[Referring expression pointing data]
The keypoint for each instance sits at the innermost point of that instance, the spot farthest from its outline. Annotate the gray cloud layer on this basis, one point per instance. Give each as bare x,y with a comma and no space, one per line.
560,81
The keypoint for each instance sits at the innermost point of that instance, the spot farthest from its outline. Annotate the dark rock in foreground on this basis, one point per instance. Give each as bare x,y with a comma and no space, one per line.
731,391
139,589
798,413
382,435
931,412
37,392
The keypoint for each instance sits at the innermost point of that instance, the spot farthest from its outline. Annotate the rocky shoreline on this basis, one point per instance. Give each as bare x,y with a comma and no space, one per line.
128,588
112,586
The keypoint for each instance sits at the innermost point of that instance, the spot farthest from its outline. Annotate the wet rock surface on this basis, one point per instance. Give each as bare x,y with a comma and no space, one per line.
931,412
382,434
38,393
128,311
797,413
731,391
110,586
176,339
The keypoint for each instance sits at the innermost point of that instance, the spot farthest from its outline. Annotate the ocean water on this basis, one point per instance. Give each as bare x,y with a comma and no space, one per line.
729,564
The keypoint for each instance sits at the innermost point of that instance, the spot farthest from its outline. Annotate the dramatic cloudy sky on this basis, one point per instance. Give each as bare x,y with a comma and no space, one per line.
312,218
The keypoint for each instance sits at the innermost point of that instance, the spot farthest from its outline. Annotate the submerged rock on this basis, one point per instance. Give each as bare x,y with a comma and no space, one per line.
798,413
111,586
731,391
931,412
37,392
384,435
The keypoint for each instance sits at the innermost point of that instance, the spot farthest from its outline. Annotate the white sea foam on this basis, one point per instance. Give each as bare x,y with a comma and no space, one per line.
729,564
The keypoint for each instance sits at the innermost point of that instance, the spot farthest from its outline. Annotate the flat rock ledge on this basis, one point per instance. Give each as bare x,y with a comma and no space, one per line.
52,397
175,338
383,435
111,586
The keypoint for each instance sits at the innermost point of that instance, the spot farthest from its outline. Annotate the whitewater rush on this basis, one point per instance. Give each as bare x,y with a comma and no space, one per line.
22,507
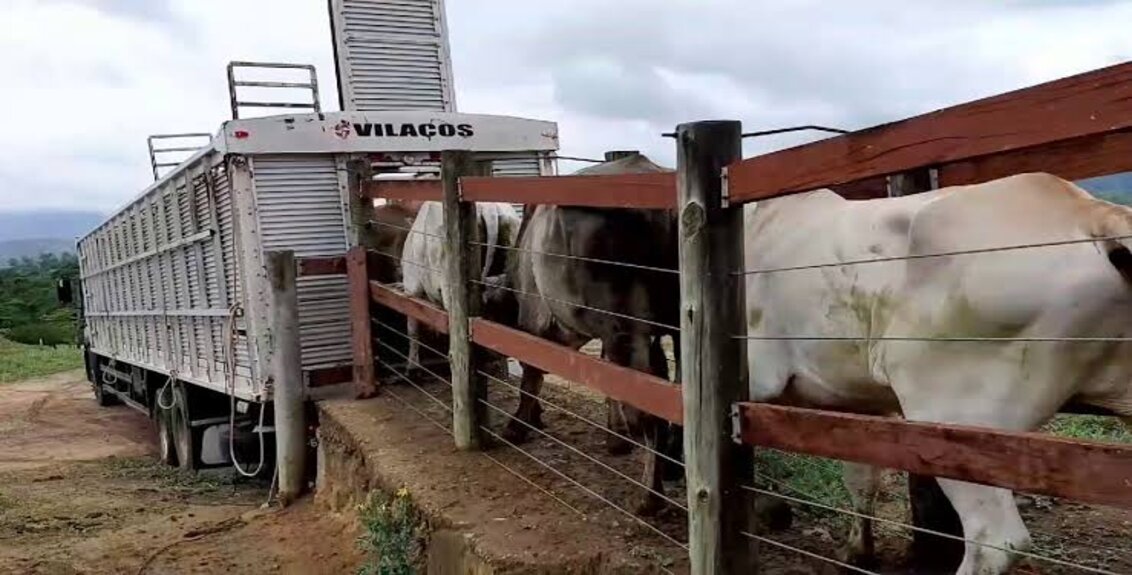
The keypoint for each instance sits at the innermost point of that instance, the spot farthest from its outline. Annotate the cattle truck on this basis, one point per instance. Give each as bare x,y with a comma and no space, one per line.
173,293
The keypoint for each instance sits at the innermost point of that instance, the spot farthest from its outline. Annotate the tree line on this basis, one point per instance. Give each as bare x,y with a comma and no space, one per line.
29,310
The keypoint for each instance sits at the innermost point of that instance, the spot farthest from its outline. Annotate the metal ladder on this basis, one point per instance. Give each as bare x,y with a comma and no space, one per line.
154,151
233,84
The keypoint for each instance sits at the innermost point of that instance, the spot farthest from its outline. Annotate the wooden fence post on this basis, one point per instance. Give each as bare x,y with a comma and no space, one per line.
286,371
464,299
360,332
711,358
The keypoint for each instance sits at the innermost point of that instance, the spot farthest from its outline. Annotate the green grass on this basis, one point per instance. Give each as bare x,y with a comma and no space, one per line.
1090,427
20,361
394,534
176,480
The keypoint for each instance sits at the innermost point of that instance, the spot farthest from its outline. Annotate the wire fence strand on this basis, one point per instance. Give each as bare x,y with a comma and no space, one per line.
---
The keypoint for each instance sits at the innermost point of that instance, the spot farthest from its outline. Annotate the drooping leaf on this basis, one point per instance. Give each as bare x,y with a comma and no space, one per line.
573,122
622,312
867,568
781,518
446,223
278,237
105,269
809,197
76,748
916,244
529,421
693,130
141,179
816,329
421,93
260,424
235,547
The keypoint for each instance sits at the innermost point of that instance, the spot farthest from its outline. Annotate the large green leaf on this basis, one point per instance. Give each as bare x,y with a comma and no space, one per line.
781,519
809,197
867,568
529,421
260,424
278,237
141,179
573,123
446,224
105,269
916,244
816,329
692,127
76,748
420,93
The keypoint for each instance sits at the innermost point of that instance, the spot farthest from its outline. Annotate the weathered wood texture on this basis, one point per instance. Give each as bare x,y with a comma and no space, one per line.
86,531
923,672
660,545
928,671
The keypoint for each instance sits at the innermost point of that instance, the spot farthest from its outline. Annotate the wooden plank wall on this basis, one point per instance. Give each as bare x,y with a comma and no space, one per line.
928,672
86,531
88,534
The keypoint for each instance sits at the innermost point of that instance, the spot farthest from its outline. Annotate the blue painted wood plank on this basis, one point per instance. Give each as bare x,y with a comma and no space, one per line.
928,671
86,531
==
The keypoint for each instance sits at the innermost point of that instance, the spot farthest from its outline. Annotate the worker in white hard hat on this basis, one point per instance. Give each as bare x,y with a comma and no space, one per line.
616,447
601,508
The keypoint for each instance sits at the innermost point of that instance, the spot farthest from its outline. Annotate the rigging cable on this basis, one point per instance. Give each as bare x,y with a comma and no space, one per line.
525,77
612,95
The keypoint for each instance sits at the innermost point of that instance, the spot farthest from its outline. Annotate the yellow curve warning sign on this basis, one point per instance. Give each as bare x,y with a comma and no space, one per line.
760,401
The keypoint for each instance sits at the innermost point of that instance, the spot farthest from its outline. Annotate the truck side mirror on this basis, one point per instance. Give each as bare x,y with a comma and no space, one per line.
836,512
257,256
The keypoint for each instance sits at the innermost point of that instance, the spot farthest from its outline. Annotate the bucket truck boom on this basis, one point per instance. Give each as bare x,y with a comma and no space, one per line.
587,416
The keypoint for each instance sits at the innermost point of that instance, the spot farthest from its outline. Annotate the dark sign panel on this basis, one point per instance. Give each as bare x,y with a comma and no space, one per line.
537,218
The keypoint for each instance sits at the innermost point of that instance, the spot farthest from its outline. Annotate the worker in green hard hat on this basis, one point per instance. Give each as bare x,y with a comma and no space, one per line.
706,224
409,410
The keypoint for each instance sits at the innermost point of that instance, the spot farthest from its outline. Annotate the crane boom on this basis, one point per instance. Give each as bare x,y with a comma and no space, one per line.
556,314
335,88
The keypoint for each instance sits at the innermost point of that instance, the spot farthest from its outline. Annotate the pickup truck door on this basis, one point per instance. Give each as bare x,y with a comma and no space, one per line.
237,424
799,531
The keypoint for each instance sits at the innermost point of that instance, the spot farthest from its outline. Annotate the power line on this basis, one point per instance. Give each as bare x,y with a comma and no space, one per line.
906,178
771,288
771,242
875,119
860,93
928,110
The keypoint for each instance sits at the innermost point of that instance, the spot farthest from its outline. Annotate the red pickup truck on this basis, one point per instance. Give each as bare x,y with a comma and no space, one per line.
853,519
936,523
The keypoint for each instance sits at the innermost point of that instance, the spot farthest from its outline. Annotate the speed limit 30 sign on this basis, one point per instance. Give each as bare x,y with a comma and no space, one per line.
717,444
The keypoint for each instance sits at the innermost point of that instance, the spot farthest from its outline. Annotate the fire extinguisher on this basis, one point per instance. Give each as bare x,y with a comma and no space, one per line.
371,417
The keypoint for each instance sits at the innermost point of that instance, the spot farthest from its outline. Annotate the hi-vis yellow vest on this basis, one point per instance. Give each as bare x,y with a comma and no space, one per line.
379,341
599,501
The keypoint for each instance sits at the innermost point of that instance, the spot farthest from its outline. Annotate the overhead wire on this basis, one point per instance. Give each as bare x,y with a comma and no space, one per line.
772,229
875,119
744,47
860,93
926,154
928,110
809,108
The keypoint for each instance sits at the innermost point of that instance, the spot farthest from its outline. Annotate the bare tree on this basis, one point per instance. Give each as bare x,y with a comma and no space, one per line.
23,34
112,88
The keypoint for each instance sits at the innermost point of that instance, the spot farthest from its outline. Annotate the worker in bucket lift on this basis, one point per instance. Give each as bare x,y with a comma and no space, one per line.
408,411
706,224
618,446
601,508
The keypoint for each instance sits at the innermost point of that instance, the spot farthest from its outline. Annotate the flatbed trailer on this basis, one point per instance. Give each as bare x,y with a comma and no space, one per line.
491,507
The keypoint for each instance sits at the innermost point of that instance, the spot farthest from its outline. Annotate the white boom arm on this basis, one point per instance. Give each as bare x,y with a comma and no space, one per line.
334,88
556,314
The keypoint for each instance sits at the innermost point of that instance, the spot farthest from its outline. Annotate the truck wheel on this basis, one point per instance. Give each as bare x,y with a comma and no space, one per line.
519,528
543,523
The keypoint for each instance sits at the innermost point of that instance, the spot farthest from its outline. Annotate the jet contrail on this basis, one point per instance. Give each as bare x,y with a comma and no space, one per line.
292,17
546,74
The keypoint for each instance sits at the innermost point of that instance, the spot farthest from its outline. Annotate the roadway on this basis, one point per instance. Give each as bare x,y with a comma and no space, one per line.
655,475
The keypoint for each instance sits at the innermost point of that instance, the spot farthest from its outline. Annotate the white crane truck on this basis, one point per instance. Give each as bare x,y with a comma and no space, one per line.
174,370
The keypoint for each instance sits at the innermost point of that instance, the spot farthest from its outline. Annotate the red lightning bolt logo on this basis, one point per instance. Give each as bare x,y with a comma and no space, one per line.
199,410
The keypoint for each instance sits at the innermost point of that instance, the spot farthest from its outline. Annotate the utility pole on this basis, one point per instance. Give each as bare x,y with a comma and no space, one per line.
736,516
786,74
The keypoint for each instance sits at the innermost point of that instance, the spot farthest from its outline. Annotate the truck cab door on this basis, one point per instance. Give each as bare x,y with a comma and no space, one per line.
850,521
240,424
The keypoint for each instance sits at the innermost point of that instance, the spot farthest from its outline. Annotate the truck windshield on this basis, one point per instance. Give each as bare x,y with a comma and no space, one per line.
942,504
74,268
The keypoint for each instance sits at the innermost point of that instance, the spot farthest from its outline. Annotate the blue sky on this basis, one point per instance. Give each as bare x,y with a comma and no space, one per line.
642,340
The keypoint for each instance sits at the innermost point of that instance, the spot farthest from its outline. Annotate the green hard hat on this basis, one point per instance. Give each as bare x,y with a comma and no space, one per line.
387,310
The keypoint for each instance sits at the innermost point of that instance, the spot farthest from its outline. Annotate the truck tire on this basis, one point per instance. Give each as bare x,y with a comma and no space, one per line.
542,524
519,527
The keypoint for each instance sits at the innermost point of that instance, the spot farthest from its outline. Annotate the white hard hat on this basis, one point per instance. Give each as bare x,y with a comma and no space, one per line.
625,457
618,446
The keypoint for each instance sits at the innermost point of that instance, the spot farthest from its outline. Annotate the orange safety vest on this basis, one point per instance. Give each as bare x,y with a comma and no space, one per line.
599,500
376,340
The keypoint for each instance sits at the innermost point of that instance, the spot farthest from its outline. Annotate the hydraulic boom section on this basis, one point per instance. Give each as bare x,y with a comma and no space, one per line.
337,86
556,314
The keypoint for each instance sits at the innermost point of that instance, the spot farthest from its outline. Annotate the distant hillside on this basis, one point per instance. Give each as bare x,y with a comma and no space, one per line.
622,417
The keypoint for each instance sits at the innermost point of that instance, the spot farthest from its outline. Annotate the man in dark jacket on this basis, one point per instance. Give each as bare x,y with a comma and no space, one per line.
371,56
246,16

TASK GOAL
All lines above from the one holding "Annotate the metal" to the one holding "Annotate the wire", inclusive, are to be copied exactly; no other line is wanted.

ANSWER SECTION
The keypoint for each instance sits at the innermost point of that instance, the spot farthest from its outline. Annotate the metal ladder on this basis, one point per instance. Give each as bare x,y with a comma and no space, one per line.
154,151
233,84
The keypoint for each instance sits at the innermost point of that instance, the spot farthest from its outline. Annotate the wooden fence post on this basis, one point per instance. Give each as bare x,y with a comma and no space, one per line.
286,371
464,299
360,332
711,358
The keypoint for each instance sits at the innermost point of that instance, the spot farthest from its outline. Annotate the green grass on this basis, one point per instance. Give each as bare x,y with a comma and no space, one per line.
1090,427
20,361
394,534
176,480
The keypoint for each instance sits at the innermost point of that instance, the spot farthest from its outline. Annotate the wire fence strand on this basis, one point per instance. Give each as bare x,y with a comma and no space, one per line.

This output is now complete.